### What you will do
Find every line in the rows below that contains the word "white", and copy each such line. Case counts.

### Supplied information
* * * *

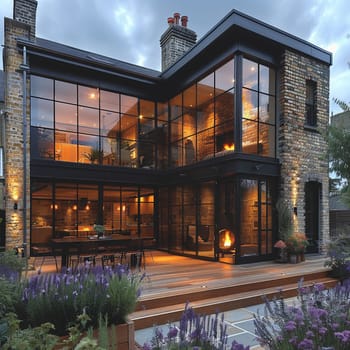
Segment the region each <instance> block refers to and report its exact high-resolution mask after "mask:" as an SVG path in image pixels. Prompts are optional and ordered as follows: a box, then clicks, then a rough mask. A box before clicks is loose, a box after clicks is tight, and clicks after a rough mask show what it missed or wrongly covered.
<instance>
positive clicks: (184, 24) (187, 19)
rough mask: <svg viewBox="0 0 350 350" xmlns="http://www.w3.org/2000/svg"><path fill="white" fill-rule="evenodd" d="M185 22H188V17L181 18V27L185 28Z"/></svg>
mask: <svg viewBox="0 0 350 350" xmlns="http://www.w3.org/2000/svg"><path fill="white" fill-rule="evenodd" d="M187 22H188V17H187V16H182V17H181V25H182V26H183V27H187Z"/></svg>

* * * *

### Reply to the task
rough mask: <svg viewBox="0 0 350 350" xmlns="http://www.w3.org/2000/svg"><path fill="white" fill-rule="evenodd" d="M185 22H188V17L181 18V27L185 28Z"/></svg>
mask: <svg viewBox="0 0 350 350" xmlns="http://www.w3.org/2000/svg"><path fill="white" fill-rule="evenodd" d="M187 22H188V17H187V16H182V17H181V25H182V26H183V27H187Z"/></svg>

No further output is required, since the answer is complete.